↓

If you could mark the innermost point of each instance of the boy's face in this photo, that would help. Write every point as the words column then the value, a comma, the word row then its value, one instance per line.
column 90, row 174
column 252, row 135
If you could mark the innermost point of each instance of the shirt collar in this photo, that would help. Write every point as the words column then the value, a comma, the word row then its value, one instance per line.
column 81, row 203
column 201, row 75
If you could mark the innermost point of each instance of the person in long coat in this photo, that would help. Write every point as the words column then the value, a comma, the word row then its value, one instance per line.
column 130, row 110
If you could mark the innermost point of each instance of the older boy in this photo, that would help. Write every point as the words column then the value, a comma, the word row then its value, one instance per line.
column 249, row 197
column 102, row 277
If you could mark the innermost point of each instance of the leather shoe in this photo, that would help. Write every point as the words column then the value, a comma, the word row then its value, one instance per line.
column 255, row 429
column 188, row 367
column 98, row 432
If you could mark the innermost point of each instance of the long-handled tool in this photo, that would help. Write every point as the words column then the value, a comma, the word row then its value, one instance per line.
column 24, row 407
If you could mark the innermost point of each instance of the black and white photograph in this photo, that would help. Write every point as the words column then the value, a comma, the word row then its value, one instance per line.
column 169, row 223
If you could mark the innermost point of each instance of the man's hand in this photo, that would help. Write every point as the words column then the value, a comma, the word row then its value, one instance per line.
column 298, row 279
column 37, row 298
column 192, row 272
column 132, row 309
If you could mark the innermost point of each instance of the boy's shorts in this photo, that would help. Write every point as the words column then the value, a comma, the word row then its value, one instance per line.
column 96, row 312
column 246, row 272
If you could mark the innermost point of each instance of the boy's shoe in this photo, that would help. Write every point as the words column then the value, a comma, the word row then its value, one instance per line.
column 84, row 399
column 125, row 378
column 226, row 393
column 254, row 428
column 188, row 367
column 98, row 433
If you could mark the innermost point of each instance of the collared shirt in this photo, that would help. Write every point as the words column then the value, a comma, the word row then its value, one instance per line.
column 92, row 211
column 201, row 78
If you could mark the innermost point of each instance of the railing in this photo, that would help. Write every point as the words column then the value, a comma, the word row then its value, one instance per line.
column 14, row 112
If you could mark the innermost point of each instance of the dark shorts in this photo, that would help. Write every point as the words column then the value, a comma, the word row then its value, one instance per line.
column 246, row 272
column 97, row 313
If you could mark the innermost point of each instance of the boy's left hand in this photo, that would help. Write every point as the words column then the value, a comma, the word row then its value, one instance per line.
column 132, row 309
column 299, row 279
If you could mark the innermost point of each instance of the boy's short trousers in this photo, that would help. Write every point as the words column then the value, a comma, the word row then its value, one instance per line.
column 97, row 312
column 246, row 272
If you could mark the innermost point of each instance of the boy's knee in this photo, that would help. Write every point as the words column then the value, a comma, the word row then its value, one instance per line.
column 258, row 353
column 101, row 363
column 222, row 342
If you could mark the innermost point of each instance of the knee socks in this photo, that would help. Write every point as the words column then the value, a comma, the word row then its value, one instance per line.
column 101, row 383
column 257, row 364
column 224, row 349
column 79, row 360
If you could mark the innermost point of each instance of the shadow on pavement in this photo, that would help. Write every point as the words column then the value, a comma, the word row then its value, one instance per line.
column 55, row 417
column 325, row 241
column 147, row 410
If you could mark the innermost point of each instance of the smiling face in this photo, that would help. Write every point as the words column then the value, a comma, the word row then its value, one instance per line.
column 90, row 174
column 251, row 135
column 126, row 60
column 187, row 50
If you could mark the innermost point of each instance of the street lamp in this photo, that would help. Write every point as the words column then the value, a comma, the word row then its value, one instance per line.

↑

* GIVEN TASK *
Convert the lines between the one containing "of the railing" and the one containing "column 14, row 112", inclusive, into a JSON list of strings, with one string per line and blank lines omitted.

* TASK RESULT *
[
  "If you could mark the innermost point of each instance of the railing in this photo, that would help. Write every point as the words column then the value, a comma, the word row then its value, one instance per line.",
  "column 14, row 112"
]